━━ Extract provided
Fifty-year-old Colin Tudur Parry has allowed himself to be walked all over for as long as he can remember. He only works as a bin-man to hand his wages over to his grasping, crafty wife Clare, and indolent twenty-year-old stepson Dale as they shamble around in his remote, dilapidated farmhouse in North Wales.

Desperate and deluded, Colin decides to make a stand and turn his football refereeing hobby into a full-time job which doesn’t sit well with Clare and Dale, not well at all…

Veck takes the reader back into the decaying heart of North Wales, in Ogwen Blues, his third novella* containing the usual collection of conniving degenerates whose shifty, aimless existences are constantly punctuated by a diet of alcohol and drug misuse. Once again, it’s a compulsive if uncomfortable read.

However, Ogwen Blues is a touch more studied and controlled than Veck’s previous outings. It still crackles with cynical deadpan observations and whip-smart, comic energy but there is a deeper vein of complexity and poignancy to this narrative and one of the contributing factors to this slight shift is Colin.

Weak, delusional yet not entirely without occasional, vague moral fibre and flickers of tepid intelligence, he does elicit a glimmer of reader sympathy in his dealings with ghastly Clare and deadbeat Dale which are rich with black humor and Colin’s simmering, impotent rage.
━━━━
━━ Listed records
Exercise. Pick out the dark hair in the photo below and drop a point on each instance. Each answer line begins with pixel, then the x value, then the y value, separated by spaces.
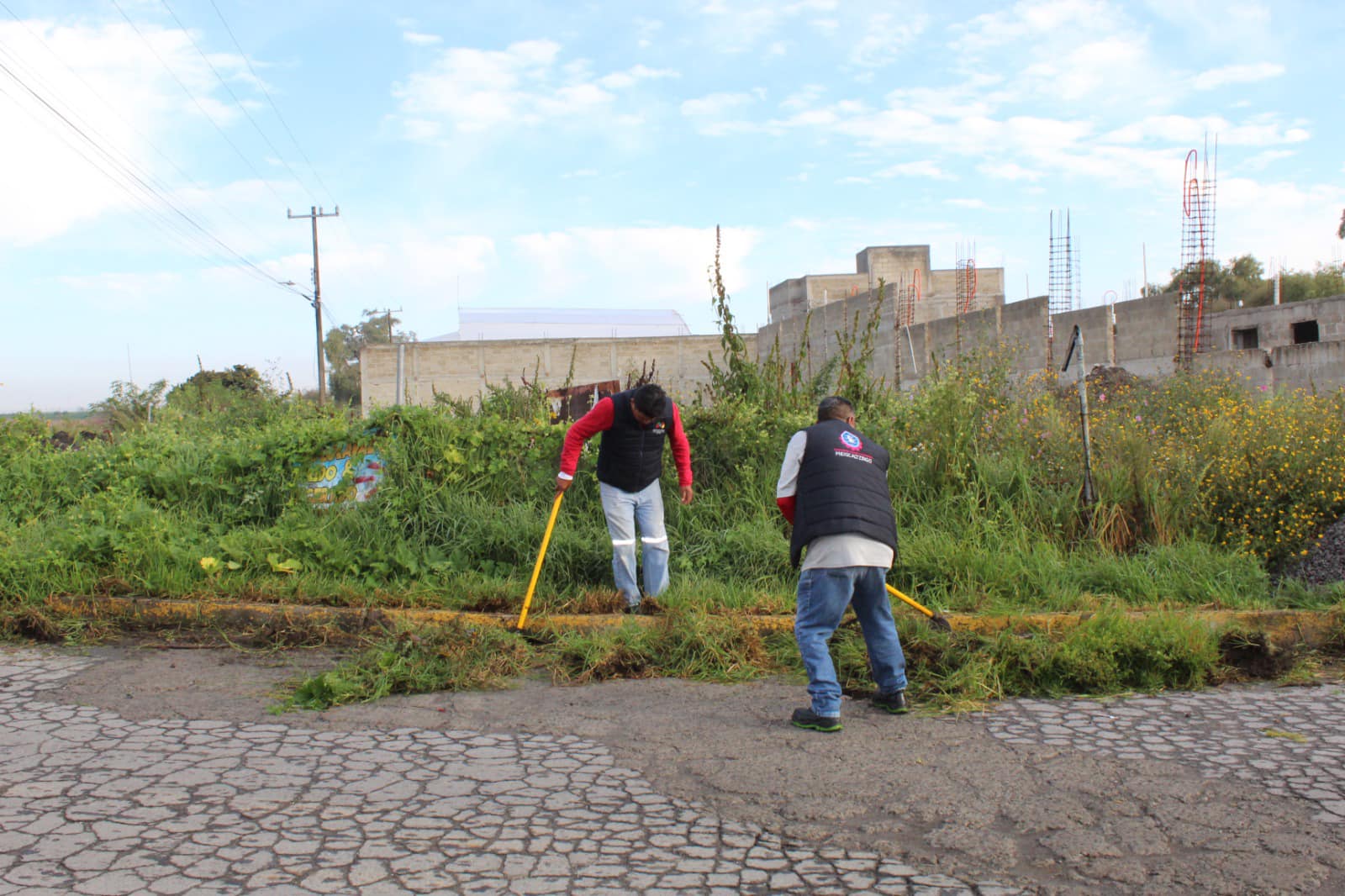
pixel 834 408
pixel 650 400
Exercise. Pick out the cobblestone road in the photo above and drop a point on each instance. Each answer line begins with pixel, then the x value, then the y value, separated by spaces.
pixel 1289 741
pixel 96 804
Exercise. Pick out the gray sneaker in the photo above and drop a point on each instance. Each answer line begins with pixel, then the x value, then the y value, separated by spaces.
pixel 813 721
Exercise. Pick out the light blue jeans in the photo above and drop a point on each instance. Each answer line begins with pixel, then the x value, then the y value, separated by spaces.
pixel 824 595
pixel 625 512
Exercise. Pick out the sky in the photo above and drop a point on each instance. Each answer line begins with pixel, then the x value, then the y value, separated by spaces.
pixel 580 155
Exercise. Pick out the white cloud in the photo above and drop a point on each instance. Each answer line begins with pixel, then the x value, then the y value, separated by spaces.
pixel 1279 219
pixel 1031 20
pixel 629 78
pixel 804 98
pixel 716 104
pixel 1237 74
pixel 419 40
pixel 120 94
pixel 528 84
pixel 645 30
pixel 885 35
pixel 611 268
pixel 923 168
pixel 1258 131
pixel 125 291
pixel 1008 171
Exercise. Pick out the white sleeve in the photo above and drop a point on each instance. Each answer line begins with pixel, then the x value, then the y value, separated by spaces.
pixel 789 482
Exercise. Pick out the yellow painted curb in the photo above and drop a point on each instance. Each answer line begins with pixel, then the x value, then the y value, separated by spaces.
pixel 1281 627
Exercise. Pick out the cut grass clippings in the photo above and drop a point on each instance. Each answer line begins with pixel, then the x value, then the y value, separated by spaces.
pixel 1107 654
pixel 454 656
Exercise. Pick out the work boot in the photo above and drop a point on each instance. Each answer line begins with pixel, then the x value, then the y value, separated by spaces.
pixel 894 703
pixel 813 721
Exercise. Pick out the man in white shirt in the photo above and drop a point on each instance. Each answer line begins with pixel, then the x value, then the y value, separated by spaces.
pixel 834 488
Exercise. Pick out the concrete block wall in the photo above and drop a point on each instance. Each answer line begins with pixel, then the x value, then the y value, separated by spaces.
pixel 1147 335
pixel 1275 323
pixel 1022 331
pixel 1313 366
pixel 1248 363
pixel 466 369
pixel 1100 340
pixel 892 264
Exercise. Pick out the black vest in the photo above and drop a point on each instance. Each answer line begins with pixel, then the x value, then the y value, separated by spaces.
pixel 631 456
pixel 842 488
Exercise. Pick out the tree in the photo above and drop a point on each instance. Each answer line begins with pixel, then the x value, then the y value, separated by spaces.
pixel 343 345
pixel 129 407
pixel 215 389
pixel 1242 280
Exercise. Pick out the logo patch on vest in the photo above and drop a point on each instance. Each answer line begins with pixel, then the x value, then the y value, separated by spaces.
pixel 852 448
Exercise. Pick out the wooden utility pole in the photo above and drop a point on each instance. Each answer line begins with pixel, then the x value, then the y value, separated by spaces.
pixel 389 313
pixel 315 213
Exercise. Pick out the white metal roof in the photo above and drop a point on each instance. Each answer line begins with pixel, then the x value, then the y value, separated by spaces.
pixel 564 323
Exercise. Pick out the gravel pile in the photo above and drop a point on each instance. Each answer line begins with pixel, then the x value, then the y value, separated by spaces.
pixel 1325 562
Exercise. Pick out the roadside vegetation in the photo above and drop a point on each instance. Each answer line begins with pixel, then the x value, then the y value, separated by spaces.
━━━━
# Jobs
1) Condense the paragraph of the Ogwen Blues review that begins "However, Ogwen Blues is a touch more studied" into a shorter version that keeps its main facts.
2) From the Ogwen Blues review, reproduce the passage from "Veck takes the" to "simmering, impotent rage.", substituting "dreadful" for "ghastly".
3) Resume the Ogwen Blues review from the point at which it stops.

# Replies
1) Ogwen Blues is somewhat more studied and controlled than Veck's earlier books. It keeps their cynical deadpan observations and sharp comic energy, but its narrative has more complexity and poignancy, partly because of Colin.

2)
Veck takes the reader back into the decaying heart of North Wales, in Ogwen Blues, his third novella* containing the usual collection of conniving degenerates whose shifty, aimless existences are constantly punctuated by a diet of alcohol and drug misuse. Once again, it’s a compulsive if uncomfortable read.

However, Ogwen Blues is a touch more studied and controlled than Veck’s previous outings. It still crackles with cynical deadpan observations and whip-smart, comic energy but there is a deeper vein of complexity and poignancy to this narrative and one of the contributing factors to this slight shift is Colin.

Weak, delusional yet not entirely without occasional, vague moral fibre and flickers of tepid intelligence, he does elicit a glimmer of reader sympathy in his dealings with dreadful Clare and deadbeat Dale which are rich with black humor and Colin’s simmering, impotent rage.

3)
They emotionally and psychologically abuse him, especially Clare who is vile. Veck is adept in presenting the horridly tense, claustrophobic, and passive-aggressive atmosphere in the farmhouse which reaches febrile levels when Clare’s father, “Big Al” shows up.

Nonetheless, although central, Colin’s pathetic trajectory is among several narrative strands in Ogwen Blues. Dale has multiple schemes on the go, in between ingesting various purloined substances to, the reader suspects, nullify a life that he knows is already hopeless.

Notwithstanding, he’s not without cunning as his Dogecoin profit and camera-rigging antics demonstrate. Further, his surreptitious feeding of Farmer William “Caradog” Wyn’s ill-treated and malnourished animals possibly highlights some decent facet of his personality, however minuscule.

Through Dale’s stagnant existence and the presence of eccentric neighbours, Ernest and Felix, who own multiple properties in the area, Veck touches upon the divisive issue of second-homers and the Airbnb market.

Indeed, although Veck’s previous books are driven by entrenched poverty, unemployment, and bitter futility, Ogwen Blues makes these factors the cause rather than the effect and the novella is more thought-provoking as a result.

Despite the subtle change in approach, there are familiar pockets of brutal unpleasantness and downright depravity. Sion and his sordid mother, Shell, are pitifully awful, and their feral existence provides for rough reading.

Veck excels at providing gritty, social detail, sometimes with just a well-chosen phrase or colloquialism. He is on point without it being forced or appropriated and, as ever, his prose is primitive, raw, and unflinching.

It’s a visual read, and would certainly translate well into a short film. While Veck is astute at depicting his feckless cast, he is equally skilled in portraying the bleak, derelict landscape they inhabit.

Ogwen Blues is another fast, authentic blast through the squalid wastelands of North Wales and provides additional layers of veneer to Veck’s maturity as a writer. Highly recommended.